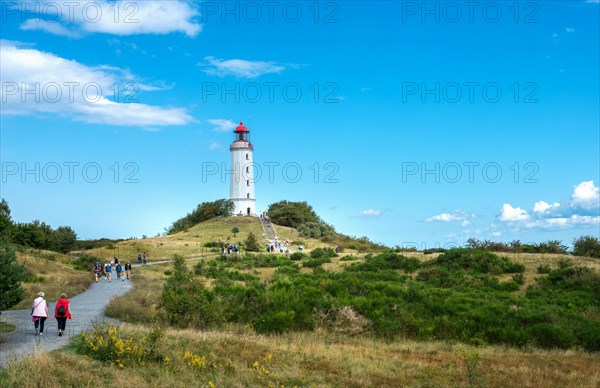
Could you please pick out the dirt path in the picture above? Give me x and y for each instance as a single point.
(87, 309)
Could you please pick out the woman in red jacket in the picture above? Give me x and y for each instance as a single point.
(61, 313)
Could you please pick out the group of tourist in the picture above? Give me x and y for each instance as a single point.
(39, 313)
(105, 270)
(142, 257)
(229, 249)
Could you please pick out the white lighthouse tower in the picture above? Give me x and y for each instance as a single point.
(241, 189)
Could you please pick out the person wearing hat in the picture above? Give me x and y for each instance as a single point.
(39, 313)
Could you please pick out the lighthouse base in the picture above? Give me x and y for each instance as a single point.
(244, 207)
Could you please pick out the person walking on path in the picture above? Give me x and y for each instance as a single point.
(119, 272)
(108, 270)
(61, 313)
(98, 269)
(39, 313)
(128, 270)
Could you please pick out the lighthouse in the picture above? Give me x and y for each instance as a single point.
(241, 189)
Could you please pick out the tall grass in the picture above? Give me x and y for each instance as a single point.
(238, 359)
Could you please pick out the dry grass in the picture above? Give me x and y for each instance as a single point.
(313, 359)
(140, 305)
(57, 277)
--
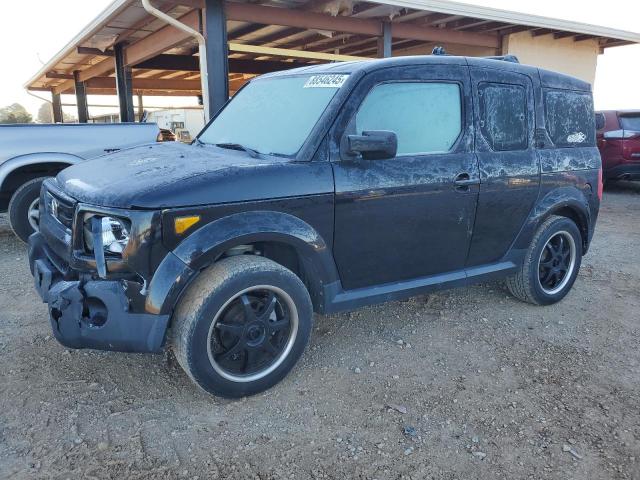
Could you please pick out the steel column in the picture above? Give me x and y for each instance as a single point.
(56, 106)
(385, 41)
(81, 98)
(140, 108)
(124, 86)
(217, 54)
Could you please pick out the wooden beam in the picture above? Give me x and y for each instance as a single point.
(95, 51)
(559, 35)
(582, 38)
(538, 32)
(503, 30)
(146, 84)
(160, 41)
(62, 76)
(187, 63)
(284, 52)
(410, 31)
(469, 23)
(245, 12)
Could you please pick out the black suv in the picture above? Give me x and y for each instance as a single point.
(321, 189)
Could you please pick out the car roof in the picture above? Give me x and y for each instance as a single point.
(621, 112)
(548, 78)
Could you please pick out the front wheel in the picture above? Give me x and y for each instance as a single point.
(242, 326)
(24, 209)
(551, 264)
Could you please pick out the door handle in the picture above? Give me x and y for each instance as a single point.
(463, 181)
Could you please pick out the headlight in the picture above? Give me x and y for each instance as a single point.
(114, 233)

▸ BRIEF: Collect every line of the material above that contains the string "path", and copy each one out in full.

▸ SOLUTION BELOW:
Could you please pick out the dirt path in the picture above? Give me x and y for each instance as a single point.
Could you please pick out the person walking on path in the picture above? Give me x and y for each instance as a single point.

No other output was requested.